RECORDS FOR PROCESSING Start Marker

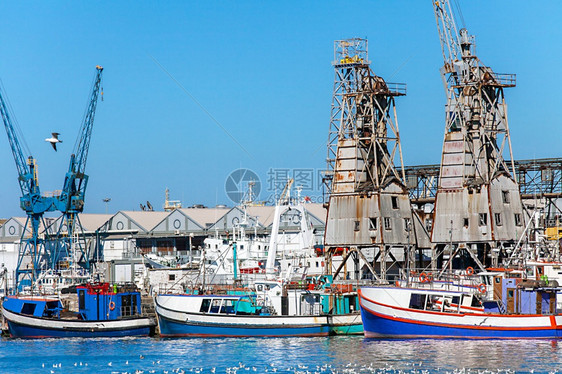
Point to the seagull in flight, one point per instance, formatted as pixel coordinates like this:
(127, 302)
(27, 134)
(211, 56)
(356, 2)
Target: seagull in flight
(54, 140)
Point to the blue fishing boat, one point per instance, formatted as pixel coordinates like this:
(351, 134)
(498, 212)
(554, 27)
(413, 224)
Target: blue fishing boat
(103, 311)
(520, 309)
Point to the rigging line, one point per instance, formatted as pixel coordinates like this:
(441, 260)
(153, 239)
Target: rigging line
(459, 13)
(15, 123)
(199, 104)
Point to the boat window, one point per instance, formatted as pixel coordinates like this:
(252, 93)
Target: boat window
(373, 223)
(205, 305)
(82, 299)
(28, 308)
(498, 217)
(417, 301)
(387, 224)
(52, 304)
(228, 306)
(215, 306)
(394, 200)
(482, 219)
(434, 303)
(505, 197)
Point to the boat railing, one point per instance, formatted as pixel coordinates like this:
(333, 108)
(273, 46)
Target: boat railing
(457, 280)
(128, 311)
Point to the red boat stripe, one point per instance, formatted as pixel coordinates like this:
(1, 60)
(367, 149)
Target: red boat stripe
(385, 316)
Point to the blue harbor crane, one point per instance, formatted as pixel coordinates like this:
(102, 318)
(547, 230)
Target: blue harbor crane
(40, 252)
(71, 200)
(32, 202)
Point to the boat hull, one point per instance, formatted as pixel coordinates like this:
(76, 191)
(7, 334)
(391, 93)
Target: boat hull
(22, 326)
(346, 324)
(177, 323)
(383, 319)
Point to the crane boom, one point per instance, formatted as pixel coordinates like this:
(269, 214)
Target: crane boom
(23, 164)
(76, 180)
(448, 34)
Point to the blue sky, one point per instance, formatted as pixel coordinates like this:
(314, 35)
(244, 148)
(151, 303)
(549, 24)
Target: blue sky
(261, 69)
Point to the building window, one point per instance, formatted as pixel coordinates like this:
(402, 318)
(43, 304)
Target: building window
(387, 224)
(394, 202)
(498, 218)
(518, 221)
(483, 219)
(505, 197)
(407, 224)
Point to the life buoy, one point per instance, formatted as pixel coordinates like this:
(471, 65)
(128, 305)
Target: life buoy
(481, 288)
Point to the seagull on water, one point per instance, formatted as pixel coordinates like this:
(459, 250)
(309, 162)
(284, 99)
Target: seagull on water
(54, 140)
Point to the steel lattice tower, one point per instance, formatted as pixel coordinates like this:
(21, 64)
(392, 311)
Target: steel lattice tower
(368, 205)
(478, 207)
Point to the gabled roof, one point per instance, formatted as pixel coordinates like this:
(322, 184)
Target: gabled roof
(205, 217)
(145, 219)
(317, 210)
(264, 214)
(92, 222)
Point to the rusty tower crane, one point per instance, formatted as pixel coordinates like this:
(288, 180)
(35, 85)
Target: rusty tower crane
(478, 213)
(369, 208)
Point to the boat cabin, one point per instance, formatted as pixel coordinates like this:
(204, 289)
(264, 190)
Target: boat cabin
(452, 302)
(101, 301)
(522, 296)
(33, 306)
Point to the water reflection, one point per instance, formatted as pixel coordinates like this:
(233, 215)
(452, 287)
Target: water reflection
(290, 355)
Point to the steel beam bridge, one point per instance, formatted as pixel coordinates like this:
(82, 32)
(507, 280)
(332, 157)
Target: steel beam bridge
(540, 178)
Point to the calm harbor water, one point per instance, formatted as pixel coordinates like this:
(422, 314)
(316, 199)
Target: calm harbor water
(287, 355)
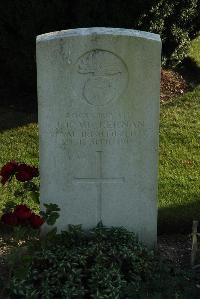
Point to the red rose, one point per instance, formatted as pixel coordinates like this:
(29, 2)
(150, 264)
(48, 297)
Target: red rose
(9, 219)
(26, 173)
(7, 171)
(36, 221)
(22, 212)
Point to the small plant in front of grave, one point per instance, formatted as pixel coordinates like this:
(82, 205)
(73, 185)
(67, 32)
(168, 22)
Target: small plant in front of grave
(21, 215)
(22, 223)
(102, 263)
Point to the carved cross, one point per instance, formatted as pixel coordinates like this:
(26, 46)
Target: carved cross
(99, 180)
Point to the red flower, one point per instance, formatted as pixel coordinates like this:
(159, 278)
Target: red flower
(36, 221)
(26, 173)
(22, 212)
(9, 219)
(7, 171)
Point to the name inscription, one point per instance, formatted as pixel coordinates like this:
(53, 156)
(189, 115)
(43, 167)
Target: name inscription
(97, 129)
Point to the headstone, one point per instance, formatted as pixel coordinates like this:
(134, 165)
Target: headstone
(98, 95)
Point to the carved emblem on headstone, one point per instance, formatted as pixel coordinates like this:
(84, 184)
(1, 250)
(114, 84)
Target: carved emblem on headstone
(102, 75)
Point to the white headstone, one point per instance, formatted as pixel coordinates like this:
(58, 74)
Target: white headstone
(98, 95)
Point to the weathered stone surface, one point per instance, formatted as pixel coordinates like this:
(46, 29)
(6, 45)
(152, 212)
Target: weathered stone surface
(98, 95)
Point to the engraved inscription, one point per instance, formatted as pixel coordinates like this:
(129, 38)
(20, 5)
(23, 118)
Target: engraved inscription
(97, 129)
(101, 77)
(99, 180)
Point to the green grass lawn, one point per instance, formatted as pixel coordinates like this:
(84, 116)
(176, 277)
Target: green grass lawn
(179, 177)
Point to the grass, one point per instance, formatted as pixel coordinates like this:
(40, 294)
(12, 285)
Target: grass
(179, 178)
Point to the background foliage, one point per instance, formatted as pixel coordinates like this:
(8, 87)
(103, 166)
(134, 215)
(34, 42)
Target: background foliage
(22, 20)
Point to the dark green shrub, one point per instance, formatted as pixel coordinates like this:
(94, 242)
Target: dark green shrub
(102, 264)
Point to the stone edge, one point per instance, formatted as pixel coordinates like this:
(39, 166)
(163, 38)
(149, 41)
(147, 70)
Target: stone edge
(97, 31)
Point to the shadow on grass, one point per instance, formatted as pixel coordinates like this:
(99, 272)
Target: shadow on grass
(10, 118)
(178, 219)
(190, 71)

RECORDS FOR PROCESSING End Marker

Send back every line of the listing exactly. Omit the images.

Point to the seagull in flight, one point per instance, formatted as pixel coordinates like this:
(127, 302)
(27, 134)
(211, 56)
(356, 2)
Target: seagull in flight
(54, 140)
Point to the blue fishing boat, one point per instance, formatted as pixel coordinates like this:
(351, 134)
(498, 212)
(554, 27)
(413, 224)
Target: blue fishing boat
(103, 311)
(520, 309)
Point to the rigging line, one point per instance, formatted as pixel coordinates like this:
(441, 260)
(153, 239)
Target: rigging line
(459, 13)
(15, 123)
(199, 104)
Point to the boat window, one point per instance, formatted as pixel coordinates like this:
(252, 93)
Target: boat window
(373, 223)
(205, 305)
(82, 299)
(28, 308)
(498, 217)
(417, 301)
(387, 224)
(52, 304)
(228, 306)
(215, 306)
(394, 200)
(482, 219)
(434, 303)
(505, 197)
Point to the boat railing, one point per instance, formatted as pixel coordinates like this:
(333, 108)
(273, 46)
Target: boat railing
(457, 280)
(128, 311)
Point to the red boat stripe, one point per instance, formatted as pixel coordinates like this:
(1, 60)
(367, 149)
Target: red boat stripe
(385, 316)
Point to the blue harbor crane, one point per instance, formatted as pixel coordinates like this:
(102, 318)
(547, 230)
Target: blue harbor crane
(40, 252)
(71, 200)
(32, 202)
Point to the boat hull, one point per instance, formatted as pixel coordinates like this:
(76, 191)
(7, 334)
(391, 93)
Target: boat hull
(22, 326)
(346, 324)
(177, 323)
(383, 319)
Point to the crane boom, one point per instance, formatted as pixel coordinates like this:
(269, 214)
Target: crane boom
(23, 164)
(76, 180)
(448, 34)
Point to the blue sky, one point per instance, formatted as pixel coordinates like this:
(314, 35)
(244, 148)
(151, 303)
(549, 24)
Target: blue sky
(261, 69)
Point to the building window, one point per instance, formatted as pixel coordinates like this:
(402, 318)
(43, 304)
Target: building window
(387, 224)
(394, 202)
(498, 218)
(518, 221)
(483, 219)
(505, 197)
(407, 224)
Point to the life buoy, one point per instance, formatted as pixel coordinates like this:
(471, 65)
(128, 305)
Target: life buoy
(481, 288)
Point to the seagull on water, one point per instance, formatted as pixel coordinates like this:
(459, 250)
(309, 162)
(284, 99)
Target: seagull on water
(54, 140)
Point to the steel lattice tower, one point per instance, formatted as pixel coordinates like this:
(21, 64)
(392, 311)
Target: steel lattice tower
(368, 205)
(478, 207)
Point to the gabled roof, one point per instance, formatted as pixel coordinates like this:
(322, 184)
Target: gabled roof
(205, 217)
(145, 219)
(317, 210)
(264, 214)
(92, 222)
Point to the rusty tower crane, one point per instance, formatted as pixel coordinates like this:
(288, 180)
(35, 85)
Target: rusty tower crane
(478, 213)
(369, 208)
Point to the boat cabin, one point per instance, formatted as pixel coordinates like this:
(204, 289)
(264, 190)
Target: boat cabin
(452, 302)
(101, 301)
(522, 296)
(33, 306)
Point to the water reflection, one point per instance, formatted as pixel coordinates like this:
(233, 215)
(452, 287)
Target: water reflection
(290, 355)
Point to the steel beam bridge, one point per instance, formatted as pixel coordinates like this:
(82, 32)
(507, 280)
(332, 157)
Target: steel beam bridge
(540, 178)
Point to the calm harbor water, one point per instance, formatted as pixel coordinates like this:
(422, 314)
(316, 199)
Target: calm harbor water
(287, 355)
Point to the red rose, one point per instance, formatted as pixel coordinates like this:
(29, 2)
(150, 264)
(48, 297)
Target: red rose
(9, 219)
(26, 173)
(7, 171)
(36, 221)
(22, 212)
Point to the small plant in front of grave, one point per instance, formatted as pixel coordinates like this:
(82, 205)
(73, 185)
(67, 32)
(168, 22)
Target: small plant in front of grave
(21, 215)
(22, 223)
(102, 263)
Point to the carved cross, one point per instance, formatted as pixel coordinates like this:
(26, 46)
Target: carved cross
(99, 180)
Point to the red flower, one point per instance, formatted as pixel coordinates like this:
(159, 278)
Target: red flower
(36, 221)
(26, 173)
(22, 212)
(9, 219)
(7, 171)
Point to the name inscription, one point per instance, formatted as pixel coordinates like this:
(53, 156)
(189, 115)
(43, 167)
Target: name inscription
(97, 129)
Point to the headstone, one point per instance, formatted as pixel coordinates like this:
(134, 165)
Target: headstone
(98, 95)
Point to the carved emblem on headstone, one point per instance, formatted as pixel coordinates like this:
(84, 184)
(1, 250)
(114, 84)
Target: carved emblem on headstone
(102, 75)
Point to the white headstone, one point per instance, formatted as pixel coordinates like this:
(58, 74)
Target: white headstone
(98, 95)
Point to the weathered stone surface, one point per instance, formatted as pixel coordinates like this:
(46, 29)
(6, 45)
(152, 212)
Target: weathered stone surface
(98, 95)
Point to the engraved inscription, one point per instance, formatted as pixel coordinates like this:
(129, 38)
(20, 5)
(23, 118)
Target: engraved inscription
(97, 129)
(101, 77)
(99, 180)
Point to the green grass lawn, one point per instance, formatted as pixel coordinates like this:
(84, 116)
(176, 277)
Target: green grass lawn
(179, 177)
Point to the grass, one point per instance, formatted as pixel coordinates like this:
(40, 294)
(12, 285)
Target: grass
(179, 178)
Point to the background foliage, one point per instance, formatted as pixel coordinates like this:
(8, 87)
(103, 166)
(134, 215)
(34, 42)
Target: background foliage
(22, 20)
Point to the dark green shrub, one point per instance, formatted as pixel coordinates like this:
(94, 242)
Target: dark green shrub
(102, 264)
Point to the stone edge, one point per instance, formatted as pixel coordinates like this:
(39, 166)
(163, 38)
(149, 41)
(147, 70)
Target: stone edge
(97, 31)
Point to the shadow on grass, one point per instance, formatted as pixel coordinates like this:
(99, 272)
Target: shadow on grass
(10, 118)
(178, 219)
(190, 71)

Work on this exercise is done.